## [The task]
Whenever a line in the records below holds the string "bird", copy it out.

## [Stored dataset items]

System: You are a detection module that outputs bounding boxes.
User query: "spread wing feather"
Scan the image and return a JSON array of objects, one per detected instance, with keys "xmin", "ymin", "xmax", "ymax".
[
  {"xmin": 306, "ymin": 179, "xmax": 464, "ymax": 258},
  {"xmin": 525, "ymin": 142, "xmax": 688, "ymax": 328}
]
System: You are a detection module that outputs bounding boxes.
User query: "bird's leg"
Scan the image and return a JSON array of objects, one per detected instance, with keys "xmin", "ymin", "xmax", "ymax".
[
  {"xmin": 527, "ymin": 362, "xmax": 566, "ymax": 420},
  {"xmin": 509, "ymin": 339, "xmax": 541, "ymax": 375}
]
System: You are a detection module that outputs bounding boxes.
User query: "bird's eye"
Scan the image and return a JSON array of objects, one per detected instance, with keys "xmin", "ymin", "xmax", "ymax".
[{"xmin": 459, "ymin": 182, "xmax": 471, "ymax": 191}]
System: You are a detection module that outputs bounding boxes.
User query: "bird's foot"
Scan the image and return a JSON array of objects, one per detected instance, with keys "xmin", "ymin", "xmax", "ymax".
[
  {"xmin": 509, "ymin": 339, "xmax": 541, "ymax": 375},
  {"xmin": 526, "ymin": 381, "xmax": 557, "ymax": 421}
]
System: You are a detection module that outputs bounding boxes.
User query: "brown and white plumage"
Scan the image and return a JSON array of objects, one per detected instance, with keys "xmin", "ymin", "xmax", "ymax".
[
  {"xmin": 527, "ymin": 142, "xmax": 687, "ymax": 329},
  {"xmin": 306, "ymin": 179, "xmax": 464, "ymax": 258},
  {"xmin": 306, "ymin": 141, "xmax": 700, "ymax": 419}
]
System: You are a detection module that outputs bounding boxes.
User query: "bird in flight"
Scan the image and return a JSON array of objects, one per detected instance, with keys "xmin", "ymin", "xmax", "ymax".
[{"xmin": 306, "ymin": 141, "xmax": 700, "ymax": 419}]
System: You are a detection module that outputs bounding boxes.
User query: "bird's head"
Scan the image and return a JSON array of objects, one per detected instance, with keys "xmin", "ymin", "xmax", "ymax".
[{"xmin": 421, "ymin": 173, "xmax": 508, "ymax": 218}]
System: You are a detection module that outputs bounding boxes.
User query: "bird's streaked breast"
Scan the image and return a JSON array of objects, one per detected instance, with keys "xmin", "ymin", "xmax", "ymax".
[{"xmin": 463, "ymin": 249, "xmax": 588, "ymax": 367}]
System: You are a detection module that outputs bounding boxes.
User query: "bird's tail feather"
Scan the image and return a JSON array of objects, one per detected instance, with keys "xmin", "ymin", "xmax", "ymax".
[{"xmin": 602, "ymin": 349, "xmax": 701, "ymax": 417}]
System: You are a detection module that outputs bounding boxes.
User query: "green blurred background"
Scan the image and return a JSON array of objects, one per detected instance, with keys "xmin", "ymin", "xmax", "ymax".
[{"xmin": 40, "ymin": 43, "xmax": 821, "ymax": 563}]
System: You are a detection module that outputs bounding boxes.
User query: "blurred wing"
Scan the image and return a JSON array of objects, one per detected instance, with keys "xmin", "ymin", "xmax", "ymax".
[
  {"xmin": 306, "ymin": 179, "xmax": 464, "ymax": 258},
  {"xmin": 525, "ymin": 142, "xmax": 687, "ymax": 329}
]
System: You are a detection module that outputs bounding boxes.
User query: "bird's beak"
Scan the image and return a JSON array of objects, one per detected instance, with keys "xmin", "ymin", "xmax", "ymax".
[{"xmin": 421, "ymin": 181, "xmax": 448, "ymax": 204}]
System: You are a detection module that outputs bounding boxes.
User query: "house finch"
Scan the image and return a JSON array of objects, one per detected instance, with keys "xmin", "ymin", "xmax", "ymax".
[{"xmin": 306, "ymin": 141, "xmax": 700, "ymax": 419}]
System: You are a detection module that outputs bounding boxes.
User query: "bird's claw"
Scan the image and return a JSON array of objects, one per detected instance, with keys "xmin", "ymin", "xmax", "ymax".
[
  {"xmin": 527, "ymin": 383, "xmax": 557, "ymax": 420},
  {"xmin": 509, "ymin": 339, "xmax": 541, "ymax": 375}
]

## [Response box]
User query: "bird's leg"
User query: "bird's eye"
User query: "bird's foot"
User query: "bird in flight"
User query: "bird's head"
User query: "bird's streaked breast"
User query: "bird's tail feather"
User query: "bird's beak"
User query: "bird's claw"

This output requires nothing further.